#### TAREAS:
1 – Responde a estas preguntas según el texto sobre las disputas internas de Podemos:
(a) ¿Con cuántos votos se confirmó el malestar ciudadano el 26 de junio?
(b) ¿Dónde se celebró la Asamblea Ciudadana?
(c) ¿Quién encabeza la candidatura que apoya el sector más cercano a Pablo Iglesias?
2 – Reanuda el texto sobre las disputas internas de Podemos a partir de su última oración.

#### SECCIÓN DEL DOCUMENTO:
* * * * *
Nadie dijo que fuera sencillo construir una formación política nueva con capacidad de romper el statu quo que, de una manera u otra, se ha mantenido desde la Transición política. Sin embargo, lo que estamos conociendo estos días, en relación a las luchas internas más o menos públicas y publicitadas de Podemos por el liderazgo y por posicionarse de cara al futuro, confirma no sólo la dificultad de trasladar institucionalmente el malestar ciudadano que se confirmó el pasado 26 de junio con cinco millones de votos, sino el hecho de que parece que la izquierda sea incapaz de salir de su eterno retorno. Se llame esa izquierda PSOE, Izquierda Unida o Podemos.
Los datos han salido publicados en la prensa: el control del partido en Madrid se está convirtiendo en el espejo en el que han saltado todas las costuras orgánicas de Podemos, las mismas que se cosieron durante la Asamblea Ciudadana celebrada en Vistalegre con la elección de un organigrama clásico de partido político. Por el momento, hay dos candidaturas al menos: la encabezada por Ramón Espinar, apoyada por el sector más cercano a Pablo Iglesias, y la que lideran Tania Sánchez y Rita Maestre, más cercanas a Iñigo Errejón. No se descarta que el sector anticapitalista se sume también a la disputa.
* * * * *
#### DATOS DE ORIGEN:
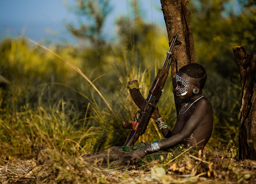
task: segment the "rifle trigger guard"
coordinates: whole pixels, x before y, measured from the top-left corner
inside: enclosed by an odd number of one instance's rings
[[[134,117],[134,118],[133,118],[133,121],[136,121],[136,120],[138,120],[138,118],[137,118],[137,114],[138,114],[138,111],[136,112],[136,113],[135,113],[135,115]],[[135,118],[136,119],[136,120],[135,120]]]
* * * * *
#### RESPUESTAS:
1 –
(a) Con cinco millones de votos.
(b) En Vistalegre.
(c) Ramón Espinar.

2 –
Hace dos años, se fomentó la visión de la necesidad de laminar la horizontalidad con la que nació el proyecto por la propia necesidad que la realidad imponía: Tal y como confirmaron en su momento otras formaciones políticas, la velocidad en la toma de decisiones y en fijar posición mediática en un contexto de mediocracia creciente no casa bien con la discusión asamblearia y la toma de decisiones por parte del conjunto de la militancia. Incluso en una militancia acostumbrada al espacio on line como la que cristalizó durante el 15M y que heredó, en gran parte, Podemos. El eterno debate en la izquierda entre «la tensión entre la eficacia en la acción política –en primer término, eficacia electoral– y la transformación del partido en un vehículo político de nuevo cuño permeable a las nuevas sensibilidades y aspiraciones de participación».
Vistalegre supuso el salto de un movimiento social a un partido político, el primer paso hacia la mayoría de edad y, por qué no decirlo, hacia la consideración de Podemos como un partido político con capacidad de disputar el espacio a su rival natural, el PSOE, con el fin último de tocar poder. Allí quedó aparcado el modelo defendido por Izquierda Anticapitalista esencialmente y triunfó la tesis oficialista, cuando la cúpula de Podemos hablaba como si fuera un solo hombre.
Hace apenas dos años de aquel encuentro y parece que ha transcurrido una eternidad. Hoy, esa cúpula se encuentra manifiestamente dividida y existen intentos, ampliamente difundidos incluso por la prensa que simpatiza con Podemos, de matar al líder. Nada extraño si nos olvidáramos de que Podemos había nacido con un ADN diferente y que pasaba por remarcar la diferencia respecto a las prácticas habituales y nada edificantes para el ciudadano medio de los llamados partidos tradicionales.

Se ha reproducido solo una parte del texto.